» Exercise instructions
• A. Translate this sentence from the voice response passage below into Spanish: "The first receiving module 401 is configured for receiving voice information sent by a user."
• B. Pick up the voice response passage below after its final sentence and carry it on in the same style.

» Page text
>>>>

It can be appreciated that the time interval between the lost voice information of the user in the above situation and the “new voice information” received in S302 is very small, both the voice information may be merged to form one piece of complete voice information. The continuously acquired “ambient sound information” may include sound information in a long time. In this case, the target ambient sound information may be selected from “ambient sound information” such that the time interval between the target ambient sound information and the “new sound information” is small (within a preset range). The intelligent device may merge only the selected target ambient sound information with “new voice information” to obtain a complete or entire voice information.
Based on the same concept of the method embodiments described above, embodiments of the present application further provide a voice response apparatus.
FIG. 4 shows a diagram depicting the structure of a voice response apparatus provided by an embodiment of the present application, which includes a first receiving module 401, a determining module 402, and an outputting module 403.
The first receiving module 401 is configured for receiving voice information sent by a user.
The determining module 402 is configured for determining whether is the voice information contains a wake-up word; and if so, triggering the outputting module.
The outputting module 403 is configured for outputting a response voice according to a preset response rule.

<<<<

» Data provided
>>>>

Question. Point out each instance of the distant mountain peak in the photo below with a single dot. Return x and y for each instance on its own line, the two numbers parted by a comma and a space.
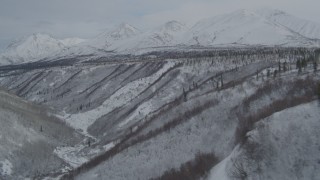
124, 31
173, 26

<<<<

» Outputs by task
• A. El primer módulo de recepción 401 está configurado para recibir la información de voz enviada por un usuario.

• B.
As an implementation manner, the determining module 402 is specifically configured for:

- inputting the voice information into a pre-stored model for recognition, where the model is obtained by learning samples of voice information including the wake-up word; and determining whether the voice information contains a wake-up word according to a result of the determination; and if so, triggering the outputting module 403.

As an implementation manner, the outputting module 403 is specifically configured for:

As an implementation manner, the apparatus may further include a recording module.
The recording module (not shown in the figures) is configured for recording, after outputting the response voice, the response mode corresponding to the response voice as a last response mode.
The outputting module 403 is specifically configured for:

- searching the last response mode in a pre-stored list of response modes,
- determining a response mode after the last response mode in the list as a current response mode, and
- outputting the response voice corresponding to the current response mode;
- or,
- selecting a target response mode different from the last response mode from at least two preset response modes, and
- outputting the response voice corresponding to the target response mode.

As an implementation manner, the apparatus may further include: a second receiving module and a first adjusting module (not shown in the figures).
The second receiving module is configured for receiving information for adjusting response modes sent by a cloud server.
The first adjusting module is configured for adjusting a response mode configured on the intelligent device with the information for adjusting response modes.
As an implementation manner, the outputting module 403 is specifically configured for:

As an implementation manner, the apparatus may further include: a third receiving module and a second adjusting module (not shown in the figures).
The third receiving module is configured for receiving update information sent by the cloud server, the update information including a time period and an associated voice for a marked event; and

- a second adjusting module, configured for adjusting a voice for a marked event stored on the intelligent device with the update information.

As an implementation manner, the apparatus may further include a noise eliminating module.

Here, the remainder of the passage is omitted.